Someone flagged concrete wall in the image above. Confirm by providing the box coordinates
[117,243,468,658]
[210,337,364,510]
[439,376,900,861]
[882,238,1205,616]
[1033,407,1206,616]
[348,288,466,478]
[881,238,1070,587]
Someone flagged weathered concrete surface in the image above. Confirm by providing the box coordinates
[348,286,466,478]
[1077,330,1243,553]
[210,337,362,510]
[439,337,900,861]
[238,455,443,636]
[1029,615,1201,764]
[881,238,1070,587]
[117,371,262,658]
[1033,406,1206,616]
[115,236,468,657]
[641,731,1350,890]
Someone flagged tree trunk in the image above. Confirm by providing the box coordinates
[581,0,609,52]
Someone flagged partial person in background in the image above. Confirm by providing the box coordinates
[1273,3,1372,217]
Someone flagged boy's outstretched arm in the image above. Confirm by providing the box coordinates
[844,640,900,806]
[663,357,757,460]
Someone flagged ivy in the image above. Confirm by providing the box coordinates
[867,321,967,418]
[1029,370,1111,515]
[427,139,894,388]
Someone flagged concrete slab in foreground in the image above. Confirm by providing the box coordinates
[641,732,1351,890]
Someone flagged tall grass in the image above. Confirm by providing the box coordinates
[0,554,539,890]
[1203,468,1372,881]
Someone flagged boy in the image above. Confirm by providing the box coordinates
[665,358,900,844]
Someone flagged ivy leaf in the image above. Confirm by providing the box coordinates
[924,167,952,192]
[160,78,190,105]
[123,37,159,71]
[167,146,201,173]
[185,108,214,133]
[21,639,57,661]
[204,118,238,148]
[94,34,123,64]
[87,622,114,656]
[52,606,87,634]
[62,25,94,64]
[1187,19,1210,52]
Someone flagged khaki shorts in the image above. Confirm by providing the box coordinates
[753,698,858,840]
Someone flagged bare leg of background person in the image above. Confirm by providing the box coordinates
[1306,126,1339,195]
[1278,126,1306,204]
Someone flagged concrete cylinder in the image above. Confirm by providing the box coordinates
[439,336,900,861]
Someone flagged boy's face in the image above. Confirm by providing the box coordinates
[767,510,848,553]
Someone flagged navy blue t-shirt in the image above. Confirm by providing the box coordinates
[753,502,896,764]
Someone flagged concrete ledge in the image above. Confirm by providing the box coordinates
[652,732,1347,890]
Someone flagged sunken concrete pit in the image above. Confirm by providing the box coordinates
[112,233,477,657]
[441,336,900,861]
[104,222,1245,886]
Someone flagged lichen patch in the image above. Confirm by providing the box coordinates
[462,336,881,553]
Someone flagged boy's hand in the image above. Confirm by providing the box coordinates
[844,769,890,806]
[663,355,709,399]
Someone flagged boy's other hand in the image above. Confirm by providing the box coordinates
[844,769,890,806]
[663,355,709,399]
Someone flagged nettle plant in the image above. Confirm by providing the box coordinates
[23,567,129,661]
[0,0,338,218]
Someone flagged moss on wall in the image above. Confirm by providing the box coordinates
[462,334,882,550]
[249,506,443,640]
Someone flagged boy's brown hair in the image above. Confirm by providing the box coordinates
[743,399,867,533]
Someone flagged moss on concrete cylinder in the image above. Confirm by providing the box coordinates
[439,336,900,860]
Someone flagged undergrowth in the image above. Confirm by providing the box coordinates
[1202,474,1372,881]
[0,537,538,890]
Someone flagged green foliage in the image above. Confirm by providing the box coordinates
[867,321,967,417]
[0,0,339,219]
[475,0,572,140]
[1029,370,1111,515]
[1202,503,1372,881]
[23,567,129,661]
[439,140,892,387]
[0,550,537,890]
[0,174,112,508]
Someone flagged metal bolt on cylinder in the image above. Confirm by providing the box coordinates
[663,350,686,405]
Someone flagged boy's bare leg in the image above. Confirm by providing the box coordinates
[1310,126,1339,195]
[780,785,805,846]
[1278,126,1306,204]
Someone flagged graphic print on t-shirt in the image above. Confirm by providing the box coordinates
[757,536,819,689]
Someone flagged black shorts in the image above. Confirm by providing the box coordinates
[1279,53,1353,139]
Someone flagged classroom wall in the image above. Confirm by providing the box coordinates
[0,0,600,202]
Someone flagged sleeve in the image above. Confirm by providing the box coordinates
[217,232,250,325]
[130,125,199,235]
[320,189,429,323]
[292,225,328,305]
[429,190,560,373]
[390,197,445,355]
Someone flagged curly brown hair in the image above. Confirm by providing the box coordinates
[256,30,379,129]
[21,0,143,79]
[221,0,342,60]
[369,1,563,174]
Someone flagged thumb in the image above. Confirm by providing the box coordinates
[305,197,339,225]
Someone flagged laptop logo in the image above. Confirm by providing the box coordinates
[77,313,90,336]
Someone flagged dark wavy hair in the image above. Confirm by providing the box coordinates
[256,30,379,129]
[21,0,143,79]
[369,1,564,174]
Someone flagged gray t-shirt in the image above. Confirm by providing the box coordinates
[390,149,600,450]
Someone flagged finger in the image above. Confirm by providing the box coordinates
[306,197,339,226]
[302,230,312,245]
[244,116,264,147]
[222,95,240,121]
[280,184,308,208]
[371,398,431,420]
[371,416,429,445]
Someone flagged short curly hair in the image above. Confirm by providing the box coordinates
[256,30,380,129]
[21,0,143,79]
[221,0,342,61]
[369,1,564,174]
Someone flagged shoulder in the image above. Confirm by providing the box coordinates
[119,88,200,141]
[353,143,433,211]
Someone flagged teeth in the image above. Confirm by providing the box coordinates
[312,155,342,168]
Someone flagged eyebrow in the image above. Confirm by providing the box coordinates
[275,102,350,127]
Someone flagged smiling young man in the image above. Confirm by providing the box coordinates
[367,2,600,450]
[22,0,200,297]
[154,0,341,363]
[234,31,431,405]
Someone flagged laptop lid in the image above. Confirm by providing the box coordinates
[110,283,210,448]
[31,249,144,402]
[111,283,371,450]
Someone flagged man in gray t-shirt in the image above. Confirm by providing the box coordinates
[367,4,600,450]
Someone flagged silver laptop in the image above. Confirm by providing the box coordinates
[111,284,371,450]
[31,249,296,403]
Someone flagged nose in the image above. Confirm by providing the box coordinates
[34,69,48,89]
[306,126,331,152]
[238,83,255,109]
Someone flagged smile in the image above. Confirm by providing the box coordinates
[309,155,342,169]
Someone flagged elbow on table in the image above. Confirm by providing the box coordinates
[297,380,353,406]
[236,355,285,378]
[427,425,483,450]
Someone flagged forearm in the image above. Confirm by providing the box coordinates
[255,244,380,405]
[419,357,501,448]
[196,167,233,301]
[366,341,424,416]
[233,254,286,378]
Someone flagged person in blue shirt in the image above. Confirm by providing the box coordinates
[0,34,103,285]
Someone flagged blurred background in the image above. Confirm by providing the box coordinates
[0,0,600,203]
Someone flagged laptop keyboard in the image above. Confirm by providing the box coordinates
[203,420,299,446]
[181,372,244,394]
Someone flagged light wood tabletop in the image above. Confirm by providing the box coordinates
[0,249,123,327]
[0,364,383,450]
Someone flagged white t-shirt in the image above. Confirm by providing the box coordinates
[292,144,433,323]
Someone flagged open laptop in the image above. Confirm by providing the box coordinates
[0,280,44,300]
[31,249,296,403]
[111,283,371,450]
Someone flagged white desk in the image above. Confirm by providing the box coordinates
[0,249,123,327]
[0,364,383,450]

+ + +

TASK BRIEF:
Can you write out the whole listing above again with each "Someone flagged" swapped for "Someone labeled" and every other line left unchanged?

FINAL RESULT:
Someone labeled concrete wall in the image above. Confirm by providing the box coordinates
[117,243,468,658]
[210,337,364,510]
[439,376,900,861]
[882,238,1205,616]
[1033,407,1206,616]
[348,288,466,478]
[881,238,1070,587]
Someone labeled weathered concrete surface in the image above. Confirm by providing the box coordinates
[348,286,466,478]
[1077,330,1243,553]
[210,337,362,510]
[439,337,900,861]
[238,455,443,636]
[1029,615,1201,764]
[881,238,1070,587]
[117,371,262,658]
[1033,406,1206,616]
[115,236,468,657]
[641,731,1350,890]
Someone labeled tree trunk in the image above. Confirm by providing the box coordinates
[581,0,609,52]
Someone labeled partial person in background in the image above. Confirm by providing the box coordinates
[1273,3,1372,217]
Someone labeled boy's outstretched arm in the image above. Confirm by providing the box coordinates
[844,640,900,806]
[663,357,757,460]
Someone labeled ivy in the image above. Confirm by providing the box coordinates
[867,321,967,418]
[1029,370,1111,515]
[427,139,894,388]
Someone labeled concrete slab in foreground in the image above. Confirm by providing the box coordinates
[641,732,1351,890]
Someone labeled tall grass in the image above. Confirm by providing the box coordinates
[0,554,539,890]
[1203,468,1372,881]
Someone labeled boy in the image above. Confirm by providing the box coordinates
[665,358,900,844]
Someone labeled ivy leaf in the image above. Confirm by providing the box coordinates
[924,167,952,192]
[160,78,190,105]
[123,37,159,71]
[167,146,201,173]
[185,108,214,133]
[21,639,57,661]
[204,118,238,148]
[94,34,123,64]
[87,622,114,656]
[52,606,87,634]
[62,25,94,64]
[1187,19,1210,52]
Someone labeled khaki shorts in the image above. Confirm by providing the box coordinates
[753,698,858,840]
Someone labeled bare leg of background person in the image above. Confirm by providing the box coordinates
[1306,126,1339,195]
[1278,126,1306,204]
Someone labeled concrete cylinder in the image above. Confirm by providing the box coordinates
[439,336,900,861]
Someone labeled boy's face in the image above. Confirm by providing the box coordinates
[767,510,848,553]
Someone labeled navy blue t-shirt in the image above. Confirm by providing the box coordinates
[753,502,896,764]
Someone labeled concrete ledge in the image above. Confirm by providing the box coordinates
[652,732,1347,890]
Someone labeled sunken concrete pit in the image above. Confirm by providing the box coordinates
[112,233,477,657]
[441,336,900,861]
[104,222,1245,886]
Someone labeled lichen patch in the image above. Confirm by providing the box coordinates
[462,336,881,553]
Someone labeled boy's hand in the image above. Confirm by providing the box coordinates
[844,769,890,806]
[663,355,709,399]
Someone labeled boy's other hand in the image above. Confirm by providing the box coordinates
[844,769,890,806]
[663,355,709,399]
Someone labeled nettle plant in the image above. Confirm by providing the box coordinates
[23,567,129,661]
[0,0,338,218]
Someone labeled moss on wall in the image above. Confirm by providing the box coordinates
[462,334,882,550]
[249,506,443,640]
Someone labeled boy's brown hair in the image above. Confirm by providing the box coordinates
[743,399,867,533]
Someone labeled moss on concrete cylinder in the image above. Confirm by providing the box coordinates
[439,336,900,860]
Someone labeled undergrowth in the image above. Confirm by providing the box coordinates
[1202,474,1372,881]
[0,537,538,890]
Someone labeled green foliage in the image above. Confirm by providing the box coordinates
[867,321,967,417]
[0,0,339,219]
[475,0,572,140]
[1029,370,1111,515]
[1202,503,1372,881]
[23,567,129,661]
[439,140,892,387]
[0,550,537,890]
[0,174,112,508]
Someone labeled metal bolt on cylinder in the image above. Confirm by providing the box coordinates
[663,350,686,405]
Someone labeled boy's bare leg in the image above. Confirm by providing the box coordinates
[1310,126,1339,195]
[780,785,805,846]
[1278,126,1306,204]
Someone labeled graphic print on t-shirt in the image above. Confirm by providing the box coordinates
[757,536,819,689]
Someone labeled black shorts in the image above. Confirm by providing the box coordinates
[1279,53,1353,139]
Someone labeled classroom wall in the image above. Confirm by providing the box coordinates
[0,0,600,202]
Someone labeled sleeve in the image above. Confirm by providing the box coordinates
[217,232,250,325]
[130,125,199,235]
[320,189,429,323]
[292,225,328,305]
[429,190,560,373]
[390,197,445,355]
Someone labeled curly brown hair in the image above. Confirm by providing the box coordinates
[256,30,379,129]
[21,0,143,79]
[221,0,342,60]
[369,1,563,174]
Someone labeled thumb in the image above. Confirm by providing the box coordinates
[305,197,339,225]
Someone labeled laptop logo in the image above. Confirm by providing the box coordinates
[77,313,90,336]
Someone labeled dark wavy hair in the image above. Confirm by providing the box coordinates
[256,30,379,129]
[21,0,143,79]
[369,1,564,174]
Someone labeled gray t-shirt in the image above. Confirm by providing the box coordinates
[390,149,600,450]
Someone labeled finger in the image above. Confirm by providing the box coordinates
[306,197,339,226]
[302,230,312,245]
[244,116,264,147]
[222,95,240,121]
[280,184,308,208]
[371,398,431,420]
[371,416,429,445]
Someone labeled short curly hair in the image above. Confirm by providing the box coordinates
[256,30,380,129]
[21,0,143,79]
[221,0,342,61]
[369,1,564,174]
Someone labeled shoulder in the image above. Confirm by providing the box coordinates
[119,88,200,141]
[353,143,433,211]
Someone labeled teeth in the image above. Confirm by providing the box coordinates
[312,155,342,168]
Someone labeled eyebrow in the image above. Confirm by providing the box coordinates
[275,102,350,127]
Someone labeled smiling young man in the image above. Confirm by providing the box coordinates
[367,2,600,450]
[22,0,200,297]
[154,0,341,363]
[234,31,431,405]
Someone labeled laptop lid in the image above. Confirm by providing the box coordinates
[110,283,210,448]
[31,249,144,402]
[111,283,371,450]
Someone labeled man in gray t-shirt in the image above. Confirm by providing the box coordinates
[367,4,600,450]
Someone labeled silver laptop in the image above. Confirm by providing the box coordinates
[111,284,371,450]
[31,249,296,403]
Someone labeled nose in the image above. Confirm by providing the box coordinates
[34,69,48,89]
[306,126,331,152]
[238,83,255,109]
Someone labeled smile in the image above. Confirm by providing the box coordinates
[309,155,342,169]
Someone labeled elbow on table in the image above. Confirm by providing the box coordinates
[297,380,353,406]
[236,355,285,378]
[427,425,483,450]
Someone labeled forearm in the image above. Confirm by providing the box coordinates
[255,244,380,405]
[419,357,501,448]
[196,167,233,301]
[366,341,424,416]
[233,254,286,378]
Someone labeled person in blue shirt in the image above. Confirm by providing the box coordinates
[0,34,103,285]
Someone labeled blurred background in the image above. Confirm by providing the box coordinates
[0,0,600,203]
Someone labeled laptop keyboard in the image above. Confirm by providing the box coordinates
[203,420,299,446]
[181,372,244,394]
Someone labeled light wood tabletop in the image above. Confirm by providing the box coordinates
[0,249,123,327]
[0,364,383,450]
Someone labeled white t-shirt in the image above. Confirm by providing the box coordinates
[292,144,433,323]
Someone labeled open laptop in the image above. Confirm by providing the box coordinates
[0,280,44,300]
[31,249,296,403]
[111,283,371,450]
Someone labeled white desk in the image above. Confirm by providing the box coordinates
[0,249,123,327]
[0,364,383,450]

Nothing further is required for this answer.